Challenge: Could you lift out every one of the records below and reproduce each line of them verbatim?

Task data:
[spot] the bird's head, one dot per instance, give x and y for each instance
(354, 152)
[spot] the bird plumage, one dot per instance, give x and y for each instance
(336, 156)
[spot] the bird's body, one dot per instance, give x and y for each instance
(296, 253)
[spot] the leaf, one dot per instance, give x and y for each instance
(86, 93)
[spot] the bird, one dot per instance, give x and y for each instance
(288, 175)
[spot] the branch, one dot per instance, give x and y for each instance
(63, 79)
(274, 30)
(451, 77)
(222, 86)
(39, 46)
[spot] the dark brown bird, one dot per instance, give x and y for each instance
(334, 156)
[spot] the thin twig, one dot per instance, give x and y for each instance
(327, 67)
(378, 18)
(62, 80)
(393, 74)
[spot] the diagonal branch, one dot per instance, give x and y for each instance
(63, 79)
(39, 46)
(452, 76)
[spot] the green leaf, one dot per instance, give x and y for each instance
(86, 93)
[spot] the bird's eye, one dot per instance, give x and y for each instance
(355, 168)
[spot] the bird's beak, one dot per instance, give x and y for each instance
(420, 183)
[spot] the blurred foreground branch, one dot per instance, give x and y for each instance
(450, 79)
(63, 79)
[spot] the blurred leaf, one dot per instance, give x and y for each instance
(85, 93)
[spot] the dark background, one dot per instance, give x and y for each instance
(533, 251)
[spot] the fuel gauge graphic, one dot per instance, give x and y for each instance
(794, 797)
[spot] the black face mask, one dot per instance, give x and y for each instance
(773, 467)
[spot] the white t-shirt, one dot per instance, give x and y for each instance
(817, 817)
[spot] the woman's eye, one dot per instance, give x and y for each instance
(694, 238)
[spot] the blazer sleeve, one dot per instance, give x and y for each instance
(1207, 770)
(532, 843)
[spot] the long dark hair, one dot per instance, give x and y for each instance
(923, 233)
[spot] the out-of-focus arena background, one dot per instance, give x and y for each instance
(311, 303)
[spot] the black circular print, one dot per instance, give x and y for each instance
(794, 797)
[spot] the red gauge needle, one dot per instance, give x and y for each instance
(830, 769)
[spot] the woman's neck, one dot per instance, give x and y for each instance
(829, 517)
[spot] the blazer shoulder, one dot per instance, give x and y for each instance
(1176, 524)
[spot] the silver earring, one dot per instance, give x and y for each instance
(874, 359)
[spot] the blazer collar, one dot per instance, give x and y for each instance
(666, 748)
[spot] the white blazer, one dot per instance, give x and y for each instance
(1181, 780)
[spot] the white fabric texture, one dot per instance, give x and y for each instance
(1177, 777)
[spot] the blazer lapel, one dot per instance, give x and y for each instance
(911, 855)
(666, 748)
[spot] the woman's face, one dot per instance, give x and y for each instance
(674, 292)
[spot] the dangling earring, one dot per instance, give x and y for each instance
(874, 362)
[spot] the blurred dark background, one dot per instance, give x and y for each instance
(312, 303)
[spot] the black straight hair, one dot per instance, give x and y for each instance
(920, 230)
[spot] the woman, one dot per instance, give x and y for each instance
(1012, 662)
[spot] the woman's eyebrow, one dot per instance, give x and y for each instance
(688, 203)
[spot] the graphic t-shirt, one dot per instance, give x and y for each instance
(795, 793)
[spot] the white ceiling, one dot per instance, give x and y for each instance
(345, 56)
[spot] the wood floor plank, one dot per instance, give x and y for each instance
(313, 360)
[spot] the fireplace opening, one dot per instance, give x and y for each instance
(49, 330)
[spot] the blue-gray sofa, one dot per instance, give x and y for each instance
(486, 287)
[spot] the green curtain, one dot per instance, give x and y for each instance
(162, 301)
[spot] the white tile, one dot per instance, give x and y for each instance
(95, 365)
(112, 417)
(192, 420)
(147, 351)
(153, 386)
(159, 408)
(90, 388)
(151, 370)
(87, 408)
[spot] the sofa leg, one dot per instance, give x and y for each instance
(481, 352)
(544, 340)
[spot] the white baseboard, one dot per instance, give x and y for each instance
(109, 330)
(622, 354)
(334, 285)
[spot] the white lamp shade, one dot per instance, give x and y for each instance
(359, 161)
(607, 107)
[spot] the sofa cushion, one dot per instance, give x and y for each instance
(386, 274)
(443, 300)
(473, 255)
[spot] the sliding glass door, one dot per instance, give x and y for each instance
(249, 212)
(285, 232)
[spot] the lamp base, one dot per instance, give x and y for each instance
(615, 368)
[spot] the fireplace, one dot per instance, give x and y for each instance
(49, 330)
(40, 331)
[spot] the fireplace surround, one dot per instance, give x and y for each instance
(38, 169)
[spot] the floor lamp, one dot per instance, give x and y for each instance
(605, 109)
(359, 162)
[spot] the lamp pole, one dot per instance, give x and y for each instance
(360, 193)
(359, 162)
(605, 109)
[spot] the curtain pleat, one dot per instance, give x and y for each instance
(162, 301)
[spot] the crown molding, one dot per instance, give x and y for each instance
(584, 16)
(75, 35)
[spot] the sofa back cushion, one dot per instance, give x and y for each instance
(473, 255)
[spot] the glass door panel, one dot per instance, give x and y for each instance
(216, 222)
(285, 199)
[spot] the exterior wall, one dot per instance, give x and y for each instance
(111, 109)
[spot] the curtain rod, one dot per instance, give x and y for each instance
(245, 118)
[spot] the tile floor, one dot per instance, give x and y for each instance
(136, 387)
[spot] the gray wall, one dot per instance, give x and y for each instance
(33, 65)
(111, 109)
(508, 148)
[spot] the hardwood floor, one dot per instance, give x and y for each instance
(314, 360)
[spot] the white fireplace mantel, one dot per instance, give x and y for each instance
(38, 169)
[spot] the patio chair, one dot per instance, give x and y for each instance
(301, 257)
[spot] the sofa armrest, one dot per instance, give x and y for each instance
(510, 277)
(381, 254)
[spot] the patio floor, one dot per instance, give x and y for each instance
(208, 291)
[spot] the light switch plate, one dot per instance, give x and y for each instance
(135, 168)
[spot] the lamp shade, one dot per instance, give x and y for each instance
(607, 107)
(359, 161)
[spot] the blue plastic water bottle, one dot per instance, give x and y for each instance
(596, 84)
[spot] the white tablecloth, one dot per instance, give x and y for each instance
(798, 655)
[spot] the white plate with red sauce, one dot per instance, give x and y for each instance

Output for this exercise:
[spot] the bird's head, one dot per instance, give x and y for each instance
(354, 152)
[spot] the bird plumage, one dot per instance, give x and y for each instance
(336, 156)
[spot] the bird's body, one dot per instance, give x and y for each instance
(296, 253)
[spot] the leaf, one dot per instance, give x and y for each instance
(86, 93)
[spot] the bird, one dot per instance, give x and y for each instance
(288, 175)
[spot] the branch, one dot per instance, give x and y for each instance
(63, 79)
(274, 30)
(451, 77)
(222, 86)
(39, 46)
[spot] the dark brown bird, one dot per instance, give x and y for each instance
(334, 156)
[spot] the thin twig, one dot per instance, give x and y for each instance
(327, 67)
(378, 18)
(62, 80)
(393, 74)
[spot] the diagonal branch, one dot per instance, give x and y for each instance
(63, 79)
(39, 46)
(452, 76)
[spot] the green leaf, one dot per instance, give x and y for each instance
(86, 93)
[spot] the bird's eye, one dot per instance, give x and y for each instance
(355, 168)
[spot] the bird's beak, one dot per instance, give x and y for each instance
(420, 183)
[spot] the blurred foreground branch, one dot per instance, give x and y for each instance
(450, 79)
(63, 79)
[spot] the blurred leaf, one dot per instance, give x and y for each instance
(85, 93)
[spot] the dark background, one dot per instance, give x and y for each instance
(533, 251)
[spot] the fuel gauge graphic, one dot per instance, give x and y for each instance
(794, 797)
[spot] the black face mask, one dot per instance, give x and y for each instance
(773, 467)
[spot] the white t-shirt, one dot per instance, give x and y for each instance
(817, 817)
[spot] the woman's eye, one dot per instance, give x and y for each instance
(694, 238)
[spot] the blazer sleeve, one dot per instance, give x and y for each instance
(1207, 770)
(532, 843)
[spot] the long dark hair, one dot per instance, give x and y for each instance
(923, 233)
[spot] the out-of-focus arena background, one dot per instance, give x and y for each instance
(311, 303)
[spot] the black circular print, one dot per instance, give x and y for each instance
(794, 797)
[spot] the red gauge needle, one dot per instance, give x and y for each instance
(830, 769)
[spot] the woman's neck, one dot per instance, give x and y for each instance
(829, 517)
[spot] the blazer shoulder, one dot per instance, give x and y for each instance
(1176, 524)
[spot] the silver earring, one dot per instance, give x and y for each instance
(874, 359)
[spot] the blazer collar, one dot per instance, give x and y for each instance
(666, 748)
[spot] the white blazer, one dot per instance, give x and y for each instance
(1181, 780)
[spot] the white fabric texture, one dot per instance, give x and y for each instance
(1177, 777)
[spot] the blazer lapel, one dot per instance, give x and y for each instance
(911, 855)
(666, 748)
[spot] the woman's face, one dot per instance, give x and y for each instance
(674, 292)
[spot] the dangling earring, one dot per instance, give x and y for each instance
(874, 362)
[spot] the blurred dark background, one dot per instance, give x and y for each instance
(312, 303)
[spot] the black straight hair, one dot per instance, give x and y for each instance
(920, 230)
[spot] the woman, one dot per instance, give x and y for each instance
(1012, 662)
[spot] the woman's eyebrow, one dot per instance, give x and y for each instance
(688, 203)
[spot] the graphic t-shirt, one dot per instance, give x and y for each instance
(795, 793)
[spot] the white ceiling, one dot per instance, give x and y for each instance
(345, 56)
[spot] the wood floor plank, one dot per instance, give x and y for each instance
(313, 360)
[spot] the fireplace opening, one dot per instance, give x and y for each instance
(49, 330)
[spot] the blue-gray sofa, one dot per instance, give x and y for each instance
(486, 287)
[spot] the green curtain, one dot per instance, give x and y for each instance
(162, 301)
[spot] the white tile, one dot per instance, give x and y for each instance
(95, 365)
(112, 417)
(192, 420)
(147, 351)
(153, 386)
(159, 408)
(90, 388)
(151, 370)
(87, 408)
[spot] the sofa leg, one dot per instance, give x and y for each instance
(481, 352)
(544, 340)
[spot] the white baseboard, one dot per instance, give x and y for each instance
(109, 330)
(622, 354)
(334, 285)
[spot] the white lamp shade, one dot per instance, give x and y for each instance
(359, 161)
(607, 107)
[spot] the sofa cushion, one dot per instance, give x and y for each instance
(386, 274)
(443, 300)
(473, 255)
[spot] the sliding glass door, one dot per instance, give x and y for each instance
(249, 212)
(285, 232)
[spot] the lamp base, one dot per instance, give x and y for each instance
(615, 368)
[spot] the fireplace, one dot per instance, give x and y for each instance
(49, 330)
(40, 331)
[spot] the fireplace surround, one dot per instance, give x and y for each instance
(38, 169)
[spot] the floor lamp, one dot per instance, give x and y for each instance
(605, 109)
(359, 162)
[spot] the lamp pole, one dot per instance, give x and y for each instance
(360, 193)
(359, 162)
(605, 109)
[spot] the curtain pleat, one dot per instance, give x and y for each instance
(162, 301)
[spot] the crown molding, one dot per instance, give x and y for each instance
(584, 16)
(75, 35)
[spot] the sofa back cushion, one dot per instance, give x and y for each instance
(473, 255)
[spot] the glass door panel, one dot per instance, give x and y for each instance
(216, 222)
(285, 199)
[spot] the exterior wall, one dot per instance, give x and y for each instance
(111, 109)
[spot] the curtain rod, one dot per instance, give x and y for each instance
(245, 118)
[spot] the tile floor, one dot per instance, give x and y for each instance
(136, 387)
[spot] the gray wall, one dot per instance, give x and y for each instance
(33, 65)
(111, 109)
(508, 148)
[spot] the hardwood floor, one dot per instance, give x and y for each instance
(314, 360)
[spot] the white fireplace mantel, one dot per instance, give x and y for each instance
(38, 169)
[spot] the patio chair, one dot per instance, give x and y for each instance
(301, 257)
[spot] the sofa armrest, one dot per instance, give x and y for each instance
(510, 277)
(381, 254)
[spot] the patio floor, one dot per instance, give x and y for each instance
(208, 291)
[spot] the light switch plate, one dot per instance, give x and y for each instance
(135, 168)
[spot] the lamp shade, one dot per instance, give x and y for each instance
(607, 107)
(359, 161)
[spot] the blue plastic water bottle, one dot per instance, give x and y for each instance
(596, 84)
[spot] the white tablecloth, one dot per instance, give x and y for each instance
(798, 655)
[spot] the white plate with red sauce, one dot per instance, give x and y for each instance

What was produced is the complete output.